Output every line below exactly.

-------- DATA RECORDS --------

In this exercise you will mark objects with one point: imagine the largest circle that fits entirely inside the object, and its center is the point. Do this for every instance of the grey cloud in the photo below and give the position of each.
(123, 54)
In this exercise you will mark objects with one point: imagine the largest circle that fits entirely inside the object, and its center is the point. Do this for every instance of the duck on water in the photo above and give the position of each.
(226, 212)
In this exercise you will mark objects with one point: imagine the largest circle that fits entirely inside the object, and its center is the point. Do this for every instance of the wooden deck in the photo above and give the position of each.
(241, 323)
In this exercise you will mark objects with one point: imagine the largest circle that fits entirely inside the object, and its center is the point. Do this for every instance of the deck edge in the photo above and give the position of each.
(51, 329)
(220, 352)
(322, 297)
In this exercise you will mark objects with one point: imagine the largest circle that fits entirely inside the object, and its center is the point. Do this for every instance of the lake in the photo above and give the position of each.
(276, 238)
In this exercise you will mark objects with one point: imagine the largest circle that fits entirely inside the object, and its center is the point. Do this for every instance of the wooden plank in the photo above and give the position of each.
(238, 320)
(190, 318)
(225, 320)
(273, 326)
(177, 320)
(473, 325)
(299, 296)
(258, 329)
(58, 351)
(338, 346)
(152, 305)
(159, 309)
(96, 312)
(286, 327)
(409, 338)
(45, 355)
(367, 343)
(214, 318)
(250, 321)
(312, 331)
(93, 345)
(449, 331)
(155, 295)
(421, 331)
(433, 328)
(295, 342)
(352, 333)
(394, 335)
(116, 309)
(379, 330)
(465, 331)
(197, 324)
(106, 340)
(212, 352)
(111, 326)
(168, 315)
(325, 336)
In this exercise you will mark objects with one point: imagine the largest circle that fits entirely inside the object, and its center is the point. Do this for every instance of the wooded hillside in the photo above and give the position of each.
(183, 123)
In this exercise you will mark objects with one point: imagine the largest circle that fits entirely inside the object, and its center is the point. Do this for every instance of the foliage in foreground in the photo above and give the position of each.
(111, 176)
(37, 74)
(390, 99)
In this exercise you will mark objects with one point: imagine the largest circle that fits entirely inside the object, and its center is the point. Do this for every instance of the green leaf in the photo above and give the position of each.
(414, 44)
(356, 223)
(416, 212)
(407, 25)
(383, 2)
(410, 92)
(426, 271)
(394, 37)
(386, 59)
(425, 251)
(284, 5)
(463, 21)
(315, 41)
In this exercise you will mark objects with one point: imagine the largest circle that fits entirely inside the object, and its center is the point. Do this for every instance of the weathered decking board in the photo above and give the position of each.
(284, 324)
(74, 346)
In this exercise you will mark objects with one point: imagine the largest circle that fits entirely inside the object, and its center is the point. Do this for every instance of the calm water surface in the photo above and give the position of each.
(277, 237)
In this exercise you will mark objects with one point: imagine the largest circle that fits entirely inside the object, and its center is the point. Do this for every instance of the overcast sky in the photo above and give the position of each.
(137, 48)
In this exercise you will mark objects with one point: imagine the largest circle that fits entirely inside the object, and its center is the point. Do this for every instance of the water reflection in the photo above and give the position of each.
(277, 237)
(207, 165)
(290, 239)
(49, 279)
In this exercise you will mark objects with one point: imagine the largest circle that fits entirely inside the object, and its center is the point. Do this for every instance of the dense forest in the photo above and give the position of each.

--------

_ANSWER TO THIS EXERCISE:_
In this exercise you will mark objects with one point: imagine the largest circle that fits entirely inside the object, and its center is the point. Do this for every instance of the grey cloud in the photo below and give the position of each.
(123, 54)
In this exercise you will mark objects with one point: imagine the largest circle that fits entirely inside the object, and its center is the point. Do this for every instance of the duck on water in the photo above and give the position of each.
(226, 212)
In this exercise you will mark objects with one point: imagine the largest circle that fits entirely inside the object, and its center is the point. Do this for every instance of the wooden deck in the photo above and give the position of each.
(241, 323)
In this exercise you will mark objects with one point: imagine the largest circle that fits entirely inside the object, and its center is the point. Do this for every instance of the deck edge in the photo above and give the position of each.
(51, 329)
(220, 352)
(322, 297)
In this exercise you will mark objects with one point: imagine the largest circle that fits entirely inside the object, and its center is the point. Do this for every instance of the lake in the photo above and give the position of each.
(276, 238)
In this exercise you will mark objects with one point: imagine the largest circle that fits entirely inside the object, and its center is the point. Do this for every instance of the wooden plank in the photo above and give the position of each.
(238, 320)
(190, 318)
(225, 320)
(273, 326)
(177, 320)
(473, 325)
(299, 296)
(258, 329)
(58, 351)
(338, 346)
(152, 305)
(159, 309)
(96, 312)
(286, 327)
(409, 338)
(45, 355)
(367, 343)
(214, 318)
(250, 321)
(312, 331)
(93, 345)
(449, 331)
(155, 295)
(421, 331)
(433, 328)
(295, 342)
(352, 333)
(394, 335)
(116, 309)
(379, 330)
(465, 331)
(197, 324)
(106, 340)
(212, 352)
(111, 326)
(168, 315)
(325, 336)
In this exercise you will mark objects with one point: imagine the largest circle that fits entirely inside the object, and its center is the point. Do this for every instance of the wooded hillside in the photo above and give the position of each.
(183, 123)
In this exercise you will mark objects with one point: imagine the largest circle that fits entirely inside the object, and its center is the point. Do this for every instance of the foliage in foreground in the photo above and give the position of each.
(111, 176)
(37, 74)
(390, 99)
In this exercise you will mark objects with one point: imagine the largest circle that fits entirely inside the object, and its center is the point. Do this for every instance of the green leaf in the photo above and give the position of each.
(414, 44)
(356, 223)
(416, 212)
(407, 25)
(383, 2)
(410, 92)
(426, 271)
(394, 37)
(386, 59)
(425, 251)
(284, 5)
(463, 21)
(315, 41)
In this exercise you will mark objects with one point: imagine the largest circle that fits entirely inside the object, and its center is the point. Do this for every instance of the weathered decking board in the photo above and give the position of each.
(284, 324)
(74, 346)
In this exercise you will mark objects with one point: imagine the largest circle that fits entirely inside the object, and its center is the point. Do this for every instance of the calm water surface in the photo above and give the position of each.
(277, 237)
In this exercise you will mark objects with one point: imagine the largest circle that fits entirely inside the object, and its center is the point. Do this for every instance of the overcast sky in the photo above and give the position of each.
(137, 48)
In this exercise you will mark objects with one point: imagine the largest circle that fits entirely inside the object, and its center is the point. Do this for every instance of the water reflection in the photo above and give the position of each.
(277, 237)
(207, 165)
(290, 239)
(49, 279)
In this exercise you will mark objects with one point: imagine the largest circle that fits entirely inside the object, and its center is the point. Do this for every instance of the dense forest in the photo above and give the position of each.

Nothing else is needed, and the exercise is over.